## Exercise brief
Please recast the material below as a JSON list of strings, one string per line, leaving out blank lines.

## Supplied data
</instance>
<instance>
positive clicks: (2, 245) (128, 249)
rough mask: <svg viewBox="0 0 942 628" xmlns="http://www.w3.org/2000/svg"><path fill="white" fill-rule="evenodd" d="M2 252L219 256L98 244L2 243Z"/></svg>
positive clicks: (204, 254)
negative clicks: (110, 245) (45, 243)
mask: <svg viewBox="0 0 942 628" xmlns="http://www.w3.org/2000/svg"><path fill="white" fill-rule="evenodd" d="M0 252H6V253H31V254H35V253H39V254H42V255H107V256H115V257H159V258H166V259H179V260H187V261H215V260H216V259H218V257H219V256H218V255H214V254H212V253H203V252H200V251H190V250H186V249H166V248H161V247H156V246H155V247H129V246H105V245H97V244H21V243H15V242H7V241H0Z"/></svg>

## Answer
[
  "</instance>",
  "<instance>",
  "positive clicks: (2, 245) (128, 249)",
  "rough mask: <svg viewBox=\"0 0 942 628\" xmlns=\"http://www.w3.org/2000/svg\"><path fill=\"white\" fill-rule=\"evenodd\" d=\"M2 252L219 256L98 244L2 243Z\"/></svg>",
  "positive clicks: (204, 254)",
  "negative clicks: (110, 245) (45, 243)",
  "mask: <svg viewBox=\"0 0 942 628\" xmlns=\"http://www.w3.org/2000/svg\"><path fill=\"white\" fill-rule=\"evenodd\" d=\"M0 252H6V253H31V254H35V253H39V254H42V255H107V256H115V257H159V258H166V259H179V260H187V261H215V260H216V259H218V257H219V256H218V255H214V254H212V253H203V252H200V251H190V250H186V249H166V248H161V247H156V246H155V247H129V246H105V245H97V244H21V243H15V242H7V241H0Z\"/></svg>"
]